**Task details**:
Copy out all the entries below, word for word.

(Saved entries)
* * * * * * *

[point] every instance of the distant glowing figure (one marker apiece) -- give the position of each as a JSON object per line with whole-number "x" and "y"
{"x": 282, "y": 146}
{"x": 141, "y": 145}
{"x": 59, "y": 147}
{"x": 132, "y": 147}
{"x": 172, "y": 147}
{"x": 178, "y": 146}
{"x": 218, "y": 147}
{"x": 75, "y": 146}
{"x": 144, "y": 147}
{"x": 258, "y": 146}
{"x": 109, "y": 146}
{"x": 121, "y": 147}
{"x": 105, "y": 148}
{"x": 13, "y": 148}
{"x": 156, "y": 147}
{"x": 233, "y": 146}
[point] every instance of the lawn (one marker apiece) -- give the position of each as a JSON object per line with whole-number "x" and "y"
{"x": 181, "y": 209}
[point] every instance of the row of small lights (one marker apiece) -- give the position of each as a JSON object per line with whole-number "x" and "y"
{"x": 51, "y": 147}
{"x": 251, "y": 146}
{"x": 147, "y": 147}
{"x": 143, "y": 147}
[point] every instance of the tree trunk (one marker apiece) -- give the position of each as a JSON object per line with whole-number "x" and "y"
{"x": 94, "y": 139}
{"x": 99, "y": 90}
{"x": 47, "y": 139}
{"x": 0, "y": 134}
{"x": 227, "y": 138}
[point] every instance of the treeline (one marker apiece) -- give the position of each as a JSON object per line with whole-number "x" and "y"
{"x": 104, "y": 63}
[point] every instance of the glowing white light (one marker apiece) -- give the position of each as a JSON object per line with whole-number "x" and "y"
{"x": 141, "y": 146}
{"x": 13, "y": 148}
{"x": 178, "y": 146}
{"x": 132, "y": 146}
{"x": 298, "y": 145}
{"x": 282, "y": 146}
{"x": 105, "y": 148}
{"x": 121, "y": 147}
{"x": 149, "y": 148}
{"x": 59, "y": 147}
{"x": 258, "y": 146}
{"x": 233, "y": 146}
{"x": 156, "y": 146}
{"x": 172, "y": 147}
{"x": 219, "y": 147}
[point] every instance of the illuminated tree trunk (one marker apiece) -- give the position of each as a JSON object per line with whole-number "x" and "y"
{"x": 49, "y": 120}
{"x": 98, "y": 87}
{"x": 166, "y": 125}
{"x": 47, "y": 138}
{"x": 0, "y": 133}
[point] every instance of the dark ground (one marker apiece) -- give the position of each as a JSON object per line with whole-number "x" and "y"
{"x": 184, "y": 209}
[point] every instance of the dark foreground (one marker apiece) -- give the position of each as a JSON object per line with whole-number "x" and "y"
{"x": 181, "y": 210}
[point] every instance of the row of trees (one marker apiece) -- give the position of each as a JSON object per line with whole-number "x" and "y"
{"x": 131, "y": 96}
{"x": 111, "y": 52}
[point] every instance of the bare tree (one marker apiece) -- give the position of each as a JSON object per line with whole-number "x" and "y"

* * * * * * *

**Exercise output**:
[point] every instance of the distant glowing figure (one marker apiece) -- give the position of each as a JSON object per line with whole-number "x" and "y"
{"x": 282, "y": 146}
{"x": 141, "y": 145}
{"x": 59, "y": 147}
{"x": 132, "y": 147}
{"x": 172, "y": 147}
{"x": 178, "y": 146}
{"x": 218, "y": 147}
{"x": 75, "y": 146}
{"x": 144, "y": 147}
{"x": 258, "y": 146}
{"x": 109, "y": 146}
{"x": 121, "y": 147}
{"x": 105, "y": 148}
{"x": 13, "y": 148}
{"x": 156, "y": 147}
{"x": 233, "y": 146}
[point] every instance of the lawn (one marker apiece) -- give the position of each as a JSON object per line with whole-number "x" and "y"
{"x": 181, "y": 209}
[point] every instance of the row of small lights (one marker apiece) -- give the position of each as a JSON object per line with whole-number "x" and "y"
{"x": 51, "y": 147}
{"x": 251, "y": 146}
{"x": 147, "y": 147}
{"x": 143, "y": 147}
[point] every instance of the tree trunk (one marker apiece) -- give the position of each as a JSON object per line with whole-number "x" and "y"
{"x": 94, "y": 139}
{"x": 99, "y": 90}
{"x": 47, "y": 139}
{"x": 0, "y": 134}
{"x": 227, "y": 138}
[point] every instance of the treeline (one marker apiece) -- give the position of each as a JSON object per line with whole-number "x" and "y"
{"x": 104, "y": 63}
[point] every instance of the glowing white light (one marker apiece) -- give the position of each as a JSON object per line with whole-number "x" and "y"
{"x": 141, "y": 146}
{"x": 13, "y": 148}
{"x": 178, "y": 146}
{"x": 132, "y": 146}
{"x": 298, "y": 145}
{"x": 282, "y": 146}
{"x": 105, "y": 148}
{"x": 121, "y": 147}
{"x": 149, "y": 148}
{"x": 59, "y": 147}
{"x": 258, "y": 146}
{"x": 233, "y": 146}
{"x": 156, "y": 146}
{"x": 172, "y": 147}
{"x": 219, "y": 147}
[point] every instance of the illuminated tree trunk (one marker apiece) -- give the position of each as a JSON object per line with whole-number "x" and "y"
{"x": 49, "y": 120}
{"x": 98, "y": 87}
{"x": 166, "y": 125}
{"x": 47, "y": 138}
{"x": 0, "y": 133}
[point] every instance of the dark ground (one marker apiece) -- give the position of each as a JSON object per line with whole-number "x" and "y"
{"x": 184, "y": 209}
[point] every instance of the dark foreground (one marker apiece) -- give the position of each as a JSON object per line with whole-number "x" and "y"
{"x": 181, "y": 210}
[point] every instance of the row of trees (one marker apiece) -- give the position of each as a JSON object per line with whole-number "x" and "y"
{"x": 131, "y": 96}
{"x": 111, "y": 52}
[point] every instance of the bare tree (one marker apiece) -- give the position of each as a JSON object per line with whole-number "x" and "y"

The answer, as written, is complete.